## WORK ITEM
When you come to the line with "[point] at the sunlit", begin repeating; continue exactly through the final line of the records and include nothing from before.

## DATASET RECORDS
================================

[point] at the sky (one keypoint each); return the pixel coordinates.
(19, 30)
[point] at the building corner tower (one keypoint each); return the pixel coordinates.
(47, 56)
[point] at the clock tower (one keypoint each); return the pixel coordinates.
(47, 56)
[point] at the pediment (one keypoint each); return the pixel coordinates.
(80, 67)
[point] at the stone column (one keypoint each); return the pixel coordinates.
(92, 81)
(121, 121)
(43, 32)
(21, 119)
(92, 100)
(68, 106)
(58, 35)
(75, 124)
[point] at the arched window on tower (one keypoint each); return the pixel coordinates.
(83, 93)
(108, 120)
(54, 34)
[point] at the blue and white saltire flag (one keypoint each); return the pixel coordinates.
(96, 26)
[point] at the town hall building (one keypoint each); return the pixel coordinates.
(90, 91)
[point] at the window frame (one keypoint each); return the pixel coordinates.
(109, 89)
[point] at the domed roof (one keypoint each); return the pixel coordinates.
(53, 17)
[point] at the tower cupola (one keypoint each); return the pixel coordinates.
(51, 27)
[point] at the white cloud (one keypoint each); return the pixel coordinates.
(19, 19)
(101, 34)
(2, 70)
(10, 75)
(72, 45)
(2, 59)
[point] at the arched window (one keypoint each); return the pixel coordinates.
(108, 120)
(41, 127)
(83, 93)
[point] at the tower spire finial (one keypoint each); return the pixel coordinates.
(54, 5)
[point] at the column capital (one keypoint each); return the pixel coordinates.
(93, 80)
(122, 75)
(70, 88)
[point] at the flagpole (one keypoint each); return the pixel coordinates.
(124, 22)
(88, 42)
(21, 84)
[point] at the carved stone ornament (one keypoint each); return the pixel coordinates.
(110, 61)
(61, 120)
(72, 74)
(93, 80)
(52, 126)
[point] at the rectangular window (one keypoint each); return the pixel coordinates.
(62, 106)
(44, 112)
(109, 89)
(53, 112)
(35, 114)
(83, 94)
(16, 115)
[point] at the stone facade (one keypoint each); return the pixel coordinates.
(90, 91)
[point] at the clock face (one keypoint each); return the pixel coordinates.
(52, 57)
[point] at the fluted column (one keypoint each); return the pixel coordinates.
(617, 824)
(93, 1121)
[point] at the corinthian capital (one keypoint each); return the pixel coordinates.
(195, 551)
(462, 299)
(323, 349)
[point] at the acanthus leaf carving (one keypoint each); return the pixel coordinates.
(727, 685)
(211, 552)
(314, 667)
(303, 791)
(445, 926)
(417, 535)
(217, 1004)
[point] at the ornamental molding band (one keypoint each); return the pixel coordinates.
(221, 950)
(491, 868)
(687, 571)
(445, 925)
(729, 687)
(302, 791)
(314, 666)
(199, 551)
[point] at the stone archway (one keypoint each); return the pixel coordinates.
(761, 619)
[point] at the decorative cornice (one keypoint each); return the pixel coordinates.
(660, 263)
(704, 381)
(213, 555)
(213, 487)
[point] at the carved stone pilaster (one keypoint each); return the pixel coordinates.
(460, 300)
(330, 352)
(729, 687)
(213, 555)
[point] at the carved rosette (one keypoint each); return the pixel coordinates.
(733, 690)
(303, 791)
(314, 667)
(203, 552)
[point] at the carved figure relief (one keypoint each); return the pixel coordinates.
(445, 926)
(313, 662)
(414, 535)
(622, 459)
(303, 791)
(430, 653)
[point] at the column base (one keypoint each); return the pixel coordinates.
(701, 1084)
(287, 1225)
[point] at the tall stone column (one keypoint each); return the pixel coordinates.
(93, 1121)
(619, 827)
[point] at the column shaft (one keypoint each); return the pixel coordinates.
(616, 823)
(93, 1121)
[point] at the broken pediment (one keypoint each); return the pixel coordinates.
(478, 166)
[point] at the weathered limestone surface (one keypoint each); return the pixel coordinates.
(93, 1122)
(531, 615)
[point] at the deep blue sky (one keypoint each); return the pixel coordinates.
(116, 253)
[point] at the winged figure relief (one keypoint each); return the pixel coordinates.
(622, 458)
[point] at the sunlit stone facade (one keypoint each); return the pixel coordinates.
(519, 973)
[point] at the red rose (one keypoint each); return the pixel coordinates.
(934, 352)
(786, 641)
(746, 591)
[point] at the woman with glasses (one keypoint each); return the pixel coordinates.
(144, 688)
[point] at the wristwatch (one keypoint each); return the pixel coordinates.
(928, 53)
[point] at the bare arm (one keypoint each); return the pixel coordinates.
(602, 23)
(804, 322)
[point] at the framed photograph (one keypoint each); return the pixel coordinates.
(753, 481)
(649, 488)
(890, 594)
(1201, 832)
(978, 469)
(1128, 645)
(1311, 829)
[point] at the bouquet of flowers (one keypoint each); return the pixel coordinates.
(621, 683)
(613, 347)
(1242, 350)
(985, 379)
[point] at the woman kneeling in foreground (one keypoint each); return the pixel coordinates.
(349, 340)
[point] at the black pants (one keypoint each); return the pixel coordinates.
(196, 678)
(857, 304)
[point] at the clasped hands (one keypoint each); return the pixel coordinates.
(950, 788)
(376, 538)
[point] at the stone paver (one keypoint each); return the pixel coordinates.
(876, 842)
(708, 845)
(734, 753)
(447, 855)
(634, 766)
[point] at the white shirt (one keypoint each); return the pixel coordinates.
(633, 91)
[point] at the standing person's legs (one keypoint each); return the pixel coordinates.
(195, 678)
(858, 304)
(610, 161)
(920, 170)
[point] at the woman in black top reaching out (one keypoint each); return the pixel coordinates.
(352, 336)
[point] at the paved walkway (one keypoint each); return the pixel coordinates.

================================

## OUTPUT OF THE TASK
[point] at the sunlit stone facade (one keypoint each); return the pixel coordinates.
(519, 973)
[point] at the red rose (one keypoint each); return the pixel coordinates.
(934, 352)
(786, 641)
(746, 591)
[point] at the woman with glasses (one keypoint each); return the pixel coordinates.
(144, 688)
[point] at the wristwatch (one keypoint each); return the pixel coordinates.
(928, 53)
[point] at the bare arm (one keypoint each); return the pixel coordinates.
(602, 23)
(804, 322)
[point] at the framed photograph (one keypoint each); return the pixel coordinates.
(753, 481)
(649, 488)
(890, 594)
(1201, 832)
(978, 469)
(1128, 645)
(1311, 829)
[point] at the bouquet of flowers (one keypoint each); return the pixel coordinates.
(621, 683)
(613, 347)
(1242, 350)
(985, 379)
[point] at the woman kneeling in foreground (one keypoint each); return the pixel coordinates.
(349, 340)
[point] at the black pants (one keypoint each); return the pixel coordinates.
(196, 678)
(857, 304)
[point] at the clasped hands (one keypoint each); return the pixel coordinates.
(950, 788)
(376, 538)
[point] at the stone paver (one keypoint each); return the pixel coordinates.
(876, 842)
(708, 845)
(734, 753)
(447, 855)
(634, 766)
[point] at the white shirt (one keypoint each); return the pixel coordinates.
(633, 91)
[point] at the standing person's legs (one keypoint each); return the pixel coordinates.
(195, 678)
(858, 304)
(610, 161)
(920, 170)
[point] at the woman in black top reaching out (one keypoint each); return the pixel coordinates.
(352, 336)
[point] at the paved walkway (one keypoint each); return the pixel coordinates.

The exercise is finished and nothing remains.